_Goal_
Find "Locate every instance of the desert" in the records that follow; print that line and each subsequent line through the last one, verbatim and with nothing added.

---

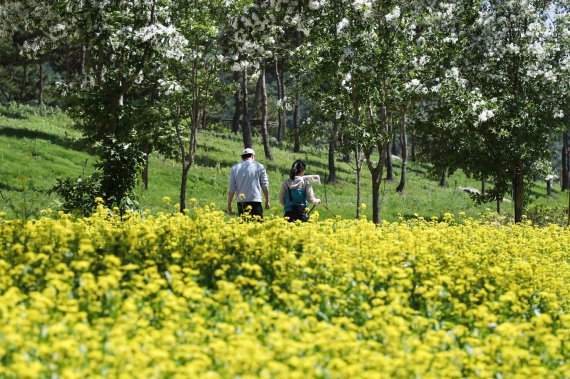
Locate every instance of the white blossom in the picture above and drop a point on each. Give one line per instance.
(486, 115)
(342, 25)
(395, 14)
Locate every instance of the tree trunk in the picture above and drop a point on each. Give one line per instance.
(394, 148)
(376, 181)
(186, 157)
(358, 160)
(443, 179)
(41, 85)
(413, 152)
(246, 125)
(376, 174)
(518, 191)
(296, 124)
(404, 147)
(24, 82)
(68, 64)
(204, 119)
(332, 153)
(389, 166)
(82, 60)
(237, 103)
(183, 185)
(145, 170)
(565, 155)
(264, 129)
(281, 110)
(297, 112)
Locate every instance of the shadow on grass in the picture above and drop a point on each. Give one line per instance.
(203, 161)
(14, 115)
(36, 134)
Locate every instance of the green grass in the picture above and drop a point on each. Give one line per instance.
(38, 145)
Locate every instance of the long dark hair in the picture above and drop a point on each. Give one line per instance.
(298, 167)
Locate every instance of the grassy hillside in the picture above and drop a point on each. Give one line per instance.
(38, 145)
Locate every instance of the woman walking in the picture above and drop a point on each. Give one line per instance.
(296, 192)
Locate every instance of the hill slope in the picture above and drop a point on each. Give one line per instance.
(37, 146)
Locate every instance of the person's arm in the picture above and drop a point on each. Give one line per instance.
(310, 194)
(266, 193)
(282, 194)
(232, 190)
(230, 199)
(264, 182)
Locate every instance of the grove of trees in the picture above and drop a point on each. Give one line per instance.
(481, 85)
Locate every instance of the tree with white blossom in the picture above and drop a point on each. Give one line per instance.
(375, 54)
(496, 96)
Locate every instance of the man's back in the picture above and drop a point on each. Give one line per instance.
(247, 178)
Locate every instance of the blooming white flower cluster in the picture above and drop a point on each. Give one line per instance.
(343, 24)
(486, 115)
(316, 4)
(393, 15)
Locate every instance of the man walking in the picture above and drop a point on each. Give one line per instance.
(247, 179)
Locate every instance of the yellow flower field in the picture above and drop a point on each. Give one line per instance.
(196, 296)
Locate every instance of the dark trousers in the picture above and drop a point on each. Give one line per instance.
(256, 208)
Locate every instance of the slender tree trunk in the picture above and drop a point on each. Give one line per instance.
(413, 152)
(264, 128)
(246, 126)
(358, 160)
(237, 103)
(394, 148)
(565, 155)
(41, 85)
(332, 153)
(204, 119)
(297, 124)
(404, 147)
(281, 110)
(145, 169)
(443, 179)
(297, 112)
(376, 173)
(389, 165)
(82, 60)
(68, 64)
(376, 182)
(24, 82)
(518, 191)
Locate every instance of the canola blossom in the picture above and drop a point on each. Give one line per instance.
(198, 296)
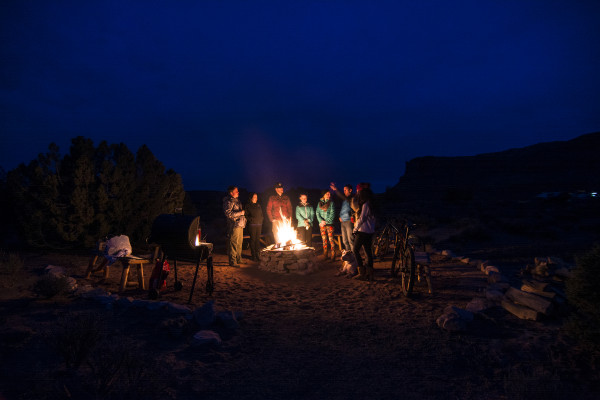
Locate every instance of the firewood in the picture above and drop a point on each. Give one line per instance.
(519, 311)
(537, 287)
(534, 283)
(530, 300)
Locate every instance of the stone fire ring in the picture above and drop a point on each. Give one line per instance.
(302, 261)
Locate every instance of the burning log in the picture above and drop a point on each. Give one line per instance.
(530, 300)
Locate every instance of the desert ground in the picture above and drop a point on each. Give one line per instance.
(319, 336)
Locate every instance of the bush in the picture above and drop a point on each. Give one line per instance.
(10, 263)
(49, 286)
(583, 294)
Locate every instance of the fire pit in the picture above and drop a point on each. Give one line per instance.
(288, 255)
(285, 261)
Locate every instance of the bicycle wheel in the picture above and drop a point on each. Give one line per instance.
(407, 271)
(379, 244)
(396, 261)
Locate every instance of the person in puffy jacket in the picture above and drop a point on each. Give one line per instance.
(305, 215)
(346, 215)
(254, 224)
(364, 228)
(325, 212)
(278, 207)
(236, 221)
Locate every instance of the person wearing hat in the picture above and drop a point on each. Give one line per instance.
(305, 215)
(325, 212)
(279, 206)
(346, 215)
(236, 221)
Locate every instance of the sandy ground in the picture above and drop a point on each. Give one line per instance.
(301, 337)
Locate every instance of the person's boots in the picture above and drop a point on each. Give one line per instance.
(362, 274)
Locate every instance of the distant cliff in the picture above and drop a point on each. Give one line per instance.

---

_Problem solution_
Locate every instance of the desert ground in the picture above and drop a point on each. Give one line per instance.
(319, 336)
Locate every instance of the bush in the picture above and drop a point on each. Give one line per instance.
(10, 263)
(49, 286)
(583, 294)
Locate every instance of the fire pit in the picture above and drop a point on each. Give one line per instance.
(288, 255)
(285, 261)
Locate every instance of the bicycle wheel in the picture above and drop a point on each. Give one line per instance.
(407, 271)
(379, 244)
(396, 261)
Locate every instance of the person in puffy jacket in the picture above and drop a point on each. Give one line per instance.
(305, 215)
(346, 215)
(254, 224)
(364, 228)
(325, 212)
(278, 207)
(236, 221)
Locate every instance of the person wearing hat in the picture above and drop a point on each. Give one line per instance.
(305, 215)
(325, 212)
(279, 206)
(346, 215)
(236, 221)
Locate every instance of the sandy ground in the picture above and drop a point on each. Give one line per instance.
(301, 337)
Locate every instance of the person's boots in the picture above and drop a point on each. Give one line per instance.
(362, 274)
Locate every instance of the distant cliff in the picture above and drop a point on each. Give one line per instance.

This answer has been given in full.